EXERCISE INPUTS -
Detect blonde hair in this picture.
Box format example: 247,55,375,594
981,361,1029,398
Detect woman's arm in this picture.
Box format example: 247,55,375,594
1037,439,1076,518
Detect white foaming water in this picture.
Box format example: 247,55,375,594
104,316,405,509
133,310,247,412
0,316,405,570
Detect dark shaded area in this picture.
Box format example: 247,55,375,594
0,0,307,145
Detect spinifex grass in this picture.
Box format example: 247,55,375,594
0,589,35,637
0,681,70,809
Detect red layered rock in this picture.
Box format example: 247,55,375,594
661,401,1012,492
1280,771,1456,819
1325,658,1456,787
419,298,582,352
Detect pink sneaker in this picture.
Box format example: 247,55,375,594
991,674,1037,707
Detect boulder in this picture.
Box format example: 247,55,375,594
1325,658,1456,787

GIVEN TASK -
Can you reproduce every item above with "Locate" in place of "Detect", leaving everything else unchanged?

THE OUTPUT -
Locate blonde hair in this picture.
Box format example: 247,55,375,594
981,361,1029,398
Locate woman's arm in this picture.
Box format example: 247,55,375,594
1037,439,1076,518
Locate white foaming water in this picture.
Box format example: 247,55,375,594
104,316,405,509
133,310,247,412
0,316,405,570
Locate dark shaded area in this picture.
Box format example: 247,55,375,594
0,0,307,145
Locate spinifex grass in this picture.
Box format example: 247,55,375,594
0,589,35,637
0,681,70,809
Locate red layered rock in this picture.
Box format example: 247,55,375,594
661,401,1012,492
1280,771,1456,819
1325,658,1456,787
419,298,582,352
Locate pink sneaker in this picture.
Box format example: 247,55,375,594
991,674,1037,707
Locate boulder in this picture.
Box format example: 247,55,375,594
1325,658,1456,787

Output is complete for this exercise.